> [WORK TO DO]
• 1. Please write out the passage of the mobile payments post between "Without getting into" and "the main feature.", inclusive.
• 2. In the mobile payments post, how many banks had launched HCE-based wallets by the middle of January 2016, according to Juniper Research?

> [SELECTED PASSAGE]
To say that the mobile payments industry is undergoing a state of flux is a bit of an understatement.
Let’s examine the evidence – several factors are in play today, cutting across the value chain and making the industry more fragmented. Perhaps – and this is open to debate – the incoming of non-banking payment service providers, via the big boys of the technology world-Apple, Facebook, Google, Amazon, etc. – has caused the most chaos. Perhaps not. For the sake of convenience (and to ensure each trend is given its money’s worth), this blog has been divided into two parts – developed and emerging markets, along with which trends are likely to create the biggest splash in that particular space.
Without getting into the nub and ruining the argument, let’s sum up the introduction by saying that several factors-including (but obviously not limited to) the growth in the adoption of digital payments, the debut of non-traditional players, technological innovations and the rising importance of “contextuality”, better user experience and self-service are poised to drive (and change) the dynamics of the overall payments space. Now, onto the main feature.
Developed Markets: Constantly Evolving
1. The Banking Industry: Playing the Technology “Catch-Up” Game
2015 saw the rise (and rise) of original equipment manufacturers (OEM) (read: Apple Pay, Samsung Pay, et al) in the mobile payments space. The question, though, is: do these instruments represent a “tipping point” in the mobile payments space or will banks get their own back?
The latter, in my opinion at least. Faced with the triple threat of competition from these players, technology evolving at break-neck speeds and dramatic shifts in customer behaviour, banks are rolling up their sleeves and preparing a game-plan to match the Apples and Samsungs of the world.
The first step, of course, is overhauling one’s approach to technology. And that, naturally, brings us to Near Field Communication (NFC), arguably where it all started. Now, technology was never a banking player’s forte and though they made more than a mark in the mobile payments space, the lack of technological “know-how” was a serious hindrance.
What complicated the entire issue was that banks simply HAD TO collaborate with telecom operators and trusted service managers (TSM) for such transactions. This, of course, took them back to square one.
Enter Host Card Emulation (HCE)-based payments. Now, the biggest advantage of HCE is that the processes of storage and that of verifying the user’s credentials move entirely to the cloud. This all but eliminates the role of the TSM and the need to change one’s SIM card. This, needless to say, was enough to win banks over and shift focus to HCE. The result – rapid roll out of HCE-based NFC payments by these players without wasting too much time.
All that is very well, but what does this actually bring to the table? Coming back to the original point – this is expected to serve banks well in their battle against the OEM bigwigs. How? Well, the nub of it is this – NFC-based payment instruments are expected to help banks deliver an end-to-end experience for customers across the value chain. To achieve this, banks can launch their own wallet-based applications that not only encompass NFC based proximity payments but also enable online/remote payments and bring in “contextuality” by using Location Based services and therefore partaking in the overall consumer journey. We are already witnessing a definitive transition to the digital wallets space as a number of banks have come out with their wallet offering with aggressive launches in the Asia Pacific, Europe and Latin America region. According to Juniper Research, by the middle of January, 2016, 55 banks had launched HCE based wallets, out of which 98% were in the Asia Pacific, Europe and Latin America region.

> [DATA EXCERPTS]

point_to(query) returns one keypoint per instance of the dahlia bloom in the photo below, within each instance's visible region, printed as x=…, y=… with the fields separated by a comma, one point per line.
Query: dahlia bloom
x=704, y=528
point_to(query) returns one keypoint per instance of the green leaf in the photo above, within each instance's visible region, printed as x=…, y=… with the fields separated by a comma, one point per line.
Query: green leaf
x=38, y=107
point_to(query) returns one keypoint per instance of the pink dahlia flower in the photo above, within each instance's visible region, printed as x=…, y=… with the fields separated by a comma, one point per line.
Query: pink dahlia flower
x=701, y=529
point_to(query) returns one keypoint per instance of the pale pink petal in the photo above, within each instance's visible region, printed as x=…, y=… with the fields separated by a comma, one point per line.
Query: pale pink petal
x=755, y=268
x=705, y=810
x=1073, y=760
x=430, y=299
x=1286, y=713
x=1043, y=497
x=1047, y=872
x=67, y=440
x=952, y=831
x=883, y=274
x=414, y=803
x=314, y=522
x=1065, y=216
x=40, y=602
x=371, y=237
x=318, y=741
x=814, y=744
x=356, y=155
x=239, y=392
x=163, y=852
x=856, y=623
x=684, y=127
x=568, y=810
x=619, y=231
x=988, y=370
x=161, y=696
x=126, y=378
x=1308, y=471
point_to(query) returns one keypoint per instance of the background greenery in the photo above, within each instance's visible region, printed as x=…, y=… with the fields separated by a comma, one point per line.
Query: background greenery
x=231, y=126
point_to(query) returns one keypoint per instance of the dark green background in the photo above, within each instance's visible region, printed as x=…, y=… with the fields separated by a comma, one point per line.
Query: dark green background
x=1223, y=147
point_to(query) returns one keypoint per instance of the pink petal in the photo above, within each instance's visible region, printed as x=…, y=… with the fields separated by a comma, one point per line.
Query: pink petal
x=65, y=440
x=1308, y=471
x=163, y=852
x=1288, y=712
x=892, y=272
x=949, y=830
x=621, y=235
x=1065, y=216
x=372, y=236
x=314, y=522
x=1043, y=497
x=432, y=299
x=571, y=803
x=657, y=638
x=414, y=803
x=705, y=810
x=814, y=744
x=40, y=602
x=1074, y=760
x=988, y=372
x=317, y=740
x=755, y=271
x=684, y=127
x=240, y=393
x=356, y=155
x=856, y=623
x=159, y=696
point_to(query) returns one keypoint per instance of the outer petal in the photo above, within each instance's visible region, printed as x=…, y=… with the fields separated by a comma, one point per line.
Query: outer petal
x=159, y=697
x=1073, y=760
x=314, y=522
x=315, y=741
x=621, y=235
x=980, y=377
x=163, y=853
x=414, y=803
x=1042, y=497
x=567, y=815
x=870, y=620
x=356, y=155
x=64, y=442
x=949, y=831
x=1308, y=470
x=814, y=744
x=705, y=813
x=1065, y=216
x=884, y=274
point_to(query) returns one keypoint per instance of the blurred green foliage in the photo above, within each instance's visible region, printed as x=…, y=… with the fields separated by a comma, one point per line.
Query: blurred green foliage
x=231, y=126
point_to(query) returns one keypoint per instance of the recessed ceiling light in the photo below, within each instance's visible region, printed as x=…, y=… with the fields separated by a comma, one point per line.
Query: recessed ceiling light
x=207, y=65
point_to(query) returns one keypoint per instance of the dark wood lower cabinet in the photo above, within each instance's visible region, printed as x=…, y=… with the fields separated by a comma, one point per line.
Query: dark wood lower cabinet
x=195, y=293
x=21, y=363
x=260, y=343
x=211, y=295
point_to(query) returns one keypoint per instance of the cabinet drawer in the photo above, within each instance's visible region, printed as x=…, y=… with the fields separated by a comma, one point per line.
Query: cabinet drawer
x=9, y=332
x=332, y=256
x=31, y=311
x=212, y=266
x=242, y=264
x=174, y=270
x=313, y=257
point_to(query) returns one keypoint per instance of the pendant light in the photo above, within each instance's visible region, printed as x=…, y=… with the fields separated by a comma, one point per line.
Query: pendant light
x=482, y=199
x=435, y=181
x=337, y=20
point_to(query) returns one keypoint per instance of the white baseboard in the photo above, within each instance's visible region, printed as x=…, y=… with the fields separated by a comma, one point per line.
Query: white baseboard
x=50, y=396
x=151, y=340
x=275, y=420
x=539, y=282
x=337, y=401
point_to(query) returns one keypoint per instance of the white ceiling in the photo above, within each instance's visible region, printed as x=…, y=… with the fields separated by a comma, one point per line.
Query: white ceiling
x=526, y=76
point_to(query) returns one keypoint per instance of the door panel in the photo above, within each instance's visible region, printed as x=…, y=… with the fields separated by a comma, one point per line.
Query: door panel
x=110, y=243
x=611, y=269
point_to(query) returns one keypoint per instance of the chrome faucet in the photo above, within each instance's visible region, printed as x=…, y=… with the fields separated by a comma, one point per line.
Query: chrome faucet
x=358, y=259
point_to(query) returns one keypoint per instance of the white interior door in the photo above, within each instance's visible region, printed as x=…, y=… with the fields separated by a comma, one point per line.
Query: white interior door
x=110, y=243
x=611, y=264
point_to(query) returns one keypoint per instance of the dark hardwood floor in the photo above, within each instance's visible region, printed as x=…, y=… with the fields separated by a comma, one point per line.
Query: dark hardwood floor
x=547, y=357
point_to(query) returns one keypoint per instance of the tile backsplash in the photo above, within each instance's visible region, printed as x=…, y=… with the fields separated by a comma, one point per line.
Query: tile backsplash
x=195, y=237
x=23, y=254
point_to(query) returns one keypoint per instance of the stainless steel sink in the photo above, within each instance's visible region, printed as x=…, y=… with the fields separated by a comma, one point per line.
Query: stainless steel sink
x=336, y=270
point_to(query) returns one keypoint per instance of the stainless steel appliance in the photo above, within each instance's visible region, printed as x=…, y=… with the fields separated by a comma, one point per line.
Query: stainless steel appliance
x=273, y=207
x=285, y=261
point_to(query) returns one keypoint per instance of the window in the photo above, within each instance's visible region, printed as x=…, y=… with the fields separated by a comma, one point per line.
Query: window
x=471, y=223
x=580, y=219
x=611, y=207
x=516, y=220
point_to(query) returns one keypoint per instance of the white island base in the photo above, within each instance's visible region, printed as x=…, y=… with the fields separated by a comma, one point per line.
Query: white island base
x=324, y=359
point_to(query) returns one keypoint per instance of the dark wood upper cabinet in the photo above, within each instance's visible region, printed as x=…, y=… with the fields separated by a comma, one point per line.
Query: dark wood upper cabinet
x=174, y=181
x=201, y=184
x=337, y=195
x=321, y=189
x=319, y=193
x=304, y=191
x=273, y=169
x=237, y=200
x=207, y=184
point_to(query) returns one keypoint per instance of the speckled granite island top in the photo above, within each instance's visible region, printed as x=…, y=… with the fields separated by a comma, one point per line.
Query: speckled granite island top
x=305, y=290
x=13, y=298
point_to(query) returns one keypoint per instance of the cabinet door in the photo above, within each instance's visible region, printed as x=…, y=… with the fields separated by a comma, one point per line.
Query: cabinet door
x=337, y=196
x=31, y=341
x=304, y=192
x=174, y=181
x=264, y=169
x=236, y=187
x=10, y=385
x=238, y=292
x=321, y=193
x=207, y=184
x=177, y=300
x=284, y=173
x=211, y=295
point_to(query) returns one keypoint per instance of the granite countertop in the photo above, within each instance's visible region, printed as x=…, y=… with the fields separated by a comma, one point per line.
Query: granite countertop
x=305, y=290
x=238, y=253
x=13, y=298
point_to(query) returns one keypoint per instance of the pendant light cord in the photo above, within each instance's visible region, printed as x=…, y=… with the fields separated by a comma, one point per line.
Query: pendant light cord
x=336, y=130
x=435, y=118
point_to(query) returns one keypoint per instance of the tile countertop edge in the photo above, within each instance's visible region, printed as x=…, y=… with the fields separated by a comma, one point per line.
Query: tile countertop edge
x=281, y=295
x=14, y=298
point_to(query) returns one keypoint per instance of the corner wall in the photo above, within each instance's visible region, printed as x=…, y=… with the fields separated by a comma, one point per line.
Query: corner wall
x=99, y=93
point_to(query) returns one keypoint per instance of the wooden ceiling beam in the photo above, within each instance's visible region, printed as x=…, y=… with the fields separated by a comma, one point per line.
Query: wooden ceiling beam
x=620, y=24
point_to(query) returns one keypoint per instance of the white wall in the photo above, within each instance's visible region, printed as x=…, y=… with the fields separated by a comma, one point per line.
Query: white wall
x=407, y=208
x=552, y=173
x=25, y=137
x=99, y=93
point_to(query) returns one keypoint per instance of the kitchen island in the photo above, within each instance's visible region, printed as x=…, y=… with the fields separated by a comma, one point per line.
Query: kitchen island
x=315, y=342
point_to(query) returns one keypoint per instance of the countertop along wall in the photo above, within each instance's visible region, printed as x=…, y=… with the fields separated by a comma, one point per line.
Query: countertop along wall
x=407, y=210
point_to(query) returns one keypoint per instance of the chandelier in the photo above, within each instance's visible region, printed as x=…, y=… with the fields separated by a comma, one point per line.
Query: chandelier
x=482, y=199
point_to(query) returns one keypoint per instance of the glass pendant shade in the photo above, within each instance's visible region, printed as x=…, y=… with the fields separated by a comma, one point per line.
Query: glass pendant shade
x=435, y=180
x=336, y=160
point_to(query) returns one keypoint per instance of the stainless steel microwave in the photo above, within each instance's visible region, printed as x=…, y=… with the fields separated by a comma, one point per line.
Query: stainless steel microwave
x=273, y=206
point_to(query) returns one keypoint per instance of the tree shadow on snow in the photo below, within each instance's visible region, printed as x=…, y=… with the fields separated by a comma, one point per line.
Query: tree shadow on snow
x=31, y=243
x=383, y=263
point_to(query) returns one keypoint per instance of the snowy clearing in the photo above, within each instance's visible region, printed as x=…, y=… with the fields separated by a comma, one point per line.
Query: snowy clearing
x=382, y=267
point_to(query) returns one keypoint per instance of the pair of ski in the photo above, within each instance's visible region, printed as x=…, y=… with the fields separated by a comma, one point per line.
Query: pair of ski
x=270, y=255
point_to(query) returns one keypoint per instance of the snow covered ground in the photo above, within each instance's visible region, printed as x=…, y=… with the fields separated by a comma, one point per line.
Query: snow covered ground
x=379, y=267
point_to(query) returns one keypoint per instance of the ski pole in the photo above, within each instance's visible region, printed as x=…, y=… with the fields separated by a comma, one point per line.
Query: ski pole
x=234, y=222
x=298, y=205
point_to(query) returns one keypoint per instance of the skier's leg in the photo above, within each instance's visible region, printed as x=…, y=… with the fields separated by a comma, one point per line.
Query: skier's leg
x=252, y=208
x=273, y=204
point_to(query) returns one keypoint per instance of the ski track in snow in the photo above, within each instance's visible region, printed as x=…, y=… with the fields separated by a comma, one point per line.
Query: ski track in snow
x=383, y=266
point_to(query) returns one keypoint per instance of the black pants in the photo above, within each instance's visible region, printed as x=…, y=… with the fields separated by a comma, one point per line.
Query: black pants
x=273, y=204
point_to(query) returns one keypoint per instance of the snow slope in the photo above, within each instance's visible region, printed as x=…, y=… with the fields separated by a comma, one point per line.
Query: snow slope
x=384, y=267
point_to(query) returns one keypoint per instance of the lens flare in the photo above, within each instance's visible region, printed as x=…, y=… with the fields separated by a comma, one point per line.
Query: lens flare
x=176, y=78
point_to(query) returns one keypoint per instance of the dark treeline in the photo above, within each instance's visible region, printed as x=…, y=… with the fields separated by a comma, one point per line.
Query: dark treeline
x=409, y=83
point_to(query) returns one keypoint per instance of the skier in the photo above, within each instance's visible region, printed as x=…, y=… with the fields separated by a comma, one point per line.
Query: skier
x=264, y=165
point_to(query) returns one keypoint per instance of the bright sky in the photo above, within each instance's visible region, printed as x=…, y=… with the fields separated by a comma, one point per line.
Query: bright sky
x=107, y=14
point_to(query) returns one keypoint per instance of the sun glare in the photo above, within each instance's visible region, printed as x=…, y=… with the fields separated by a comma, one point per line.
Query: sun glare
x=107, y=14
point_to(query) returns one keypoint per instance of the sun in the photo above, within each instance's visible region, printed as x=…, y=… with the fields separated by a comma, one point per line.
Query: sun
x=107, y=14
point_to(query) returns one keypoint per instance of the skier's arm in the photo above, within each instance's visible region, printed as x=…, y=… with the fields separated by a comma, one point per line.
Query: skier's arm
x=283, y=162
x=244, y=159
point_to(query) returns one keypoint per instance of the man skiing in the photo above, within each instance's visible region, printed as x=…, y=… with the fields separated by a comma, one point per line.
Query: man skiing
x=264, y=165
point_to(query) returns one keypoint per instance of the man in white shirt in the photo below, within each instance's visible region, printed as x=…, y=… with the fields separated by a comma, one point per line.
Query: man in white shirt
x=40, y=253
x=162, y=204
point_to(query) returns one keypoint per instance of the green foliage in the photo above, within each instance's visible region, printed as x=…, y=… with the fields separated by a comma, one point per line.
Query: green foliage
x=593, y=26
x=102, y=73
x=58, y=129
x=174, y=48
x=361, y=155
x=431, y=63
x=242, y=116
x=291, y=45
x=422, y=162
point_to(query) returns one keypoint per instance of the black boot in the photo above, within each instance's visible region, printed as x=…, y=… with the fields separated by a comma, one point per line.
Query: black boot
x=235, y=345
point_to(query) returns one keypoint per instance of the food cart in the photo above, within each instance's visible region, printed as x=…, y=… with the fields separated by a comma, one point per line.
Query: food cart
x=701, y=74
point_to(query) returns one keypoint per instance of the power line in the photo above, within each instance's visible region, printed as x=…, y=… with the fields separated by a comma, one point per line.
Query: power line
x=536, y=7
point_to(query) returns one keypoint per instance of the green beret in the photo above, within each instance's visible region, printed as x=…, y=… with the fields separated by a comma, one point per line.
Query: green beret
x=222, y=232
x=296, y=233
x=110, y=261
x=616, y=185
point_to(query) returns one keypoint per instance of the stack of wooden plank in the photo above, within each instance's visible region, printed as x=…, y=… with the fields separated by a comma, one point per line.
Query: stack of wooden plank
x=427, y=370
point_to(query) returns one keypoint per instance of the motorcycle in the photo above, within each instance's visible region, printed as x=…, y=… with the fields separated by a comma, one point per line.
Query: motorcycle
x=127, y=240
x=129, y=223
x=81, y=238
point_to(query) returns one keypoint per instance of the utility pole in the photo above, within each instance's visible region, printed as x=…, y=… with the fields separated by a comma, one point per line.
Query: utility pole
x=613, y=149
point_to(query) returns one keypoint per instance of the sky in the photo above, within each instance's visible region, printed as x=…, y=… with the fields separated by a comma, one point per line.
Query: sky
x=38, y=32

> [EXPECTED OUTPUTS]
• 1.
Without getting into the nub and ruining the argument, let’s sum up the introduction by saying that several factors-including (but obviously not limited to) the growth in the adoption of digital payments, the debut of non-traditional players, technological innovations and the rising importance of “contextuality”, better user experience and self-service are poised to drive (and change) the dynamics of the overall payments space. Now, onto the main feature.

• 2. 55 banks